AVAILABLE RECORDS
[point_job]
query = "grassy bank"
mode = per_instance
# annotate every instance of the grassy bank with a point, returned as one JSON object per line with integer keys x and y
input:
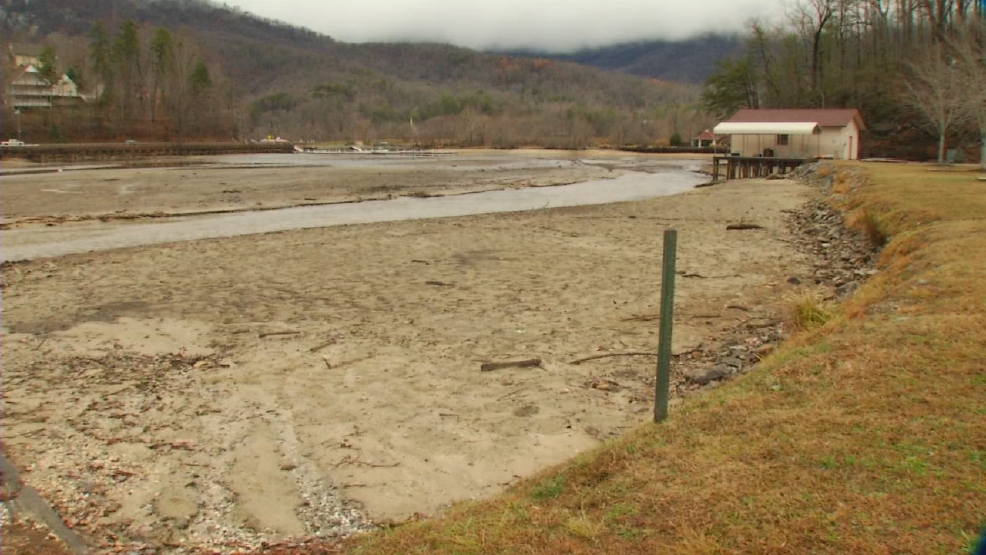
{"x": 864, "y": 435}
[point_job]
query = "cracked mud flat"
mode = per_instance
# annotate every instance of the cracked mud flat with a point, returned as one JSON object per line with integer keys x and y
{"x": 220, "y": 393}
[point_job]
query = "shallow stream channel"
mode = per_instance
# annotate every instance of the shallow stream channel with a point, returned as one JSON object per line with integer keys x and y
{"x": 658, "y": 178}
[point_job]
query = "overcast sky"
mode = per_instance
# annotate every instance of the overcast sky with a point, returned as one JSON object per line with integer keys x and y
{"x": 557, "y": 25}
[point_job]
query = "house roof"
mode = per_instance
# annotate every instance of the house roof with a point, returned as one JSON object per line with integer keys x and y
{"x": 831, "y": 117}
{"x": 768, "y": 128}
{"x": 708, "y": 135}
{"x": 20, "y": 49}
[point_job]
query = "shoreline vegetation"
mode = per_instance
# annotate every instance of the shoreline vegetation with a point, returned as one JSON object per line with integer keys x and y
{"x": 861, "y": 435}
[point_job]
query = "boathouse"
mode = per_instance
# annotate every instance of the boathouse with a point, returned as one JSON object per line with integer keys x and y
{"x": 795, "y": 134}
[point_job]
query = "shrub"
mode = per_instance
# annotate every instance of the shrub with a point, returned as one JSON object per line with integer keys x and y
{"x": 808, "y": 311}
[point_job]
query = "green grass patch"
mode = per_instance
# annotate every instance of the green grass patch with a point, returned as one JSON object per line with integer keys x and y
{"x": 862, "y": 434}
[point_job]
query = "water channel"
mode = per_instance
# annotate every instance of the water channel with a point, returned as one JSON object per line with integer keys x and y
{"x": 670, "y": 177}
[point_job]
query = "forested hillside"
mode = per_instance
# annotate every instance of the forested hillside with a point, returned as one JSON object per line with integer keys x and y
{"x": 916, "y": 69}
{"x": 688, "y": 61}
{"x": 266, "y": 77}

YOUR GOAL
Transcribe the records above exactly as they appear, leaving out any pictures.

RESPONSE TO THIS TASK
[point_job]
query = "grassy bank"
mode = per_instance
# annotate every instance of the grassy bank with a point, returned as one JSON object per line with integer keys x and y
input:
{"x": 864, "y": 435}
[point_job]
query = "cracked mud flat"
mode = per_instance
# annotate every instance of the cracked mud flat with a point, returned as one JSON object per line with integer keys x and y
{"x": 220, "y": 393}
[point_job]
query = "shallow stream channel"
mode = per_instance
# annotate every instance of the shallow stream channel with a point, returned as one JSON object per line with integer keys x and y
{"x": 658, "y": 178}
[point_job]
query = "overcast sky"
mode = per_instance
# annotate every instance of the overcast sky with a point, returned as one JSON object per line with integer keys x and y
{"x": 557, "y": 25}
[point_job]
query = "house roof"
mode = per_instance
# annotate every instance of the house roof with a point, returned as one JSON object per line with integer keys x and y
{"x": 831, "y": 117}
{"x": 768, "y": 128}
{"x": 708, "y": 135}
{"x": 20, "y": 49}
[point_job]
query = "shoreline vegetation"
mode = per_instance
# annotate every instance of the shoreline vegetation with a point, returned as one JSON object per line with integer keys x and y
{"x": 861, "y": 435}
[point_job]
query = "boathouse"
mode = per_instance
# annotate every instance of the boathouse with a point, returned as one JSON object per line with integer keys x and y
{"x": 795, "y": 134}
[point_job]
query = "shrub"
mode = per_instance
# annotate every instance of the shrub with a point, returned as one JSON object per line with integer keys x and y
{"x": 808, "y": 311}
[point_job]
query = "green grass patch"
mode = per_instance
# annotate every instance of the green grass patch with a point, returned as one JSON object per line with integer keys x and y
{"x": 862, "y": 434}
[point_job]
query = "water channel"
mode = per_instance
# annotate every instance of the water channel with a point, returned as one JSON object per line with integer keys x and y
{"x": 670, "y": 177}
[point_job]
query = "forested hillside"
mode = per_instance
# annotate every instance of the forested hillside with a point, returned as one JSON object per line with integer keys x and y
{"x": 916, "y": 69}
{"x": 688, "y": 61}
{"x": 266, "y": 77}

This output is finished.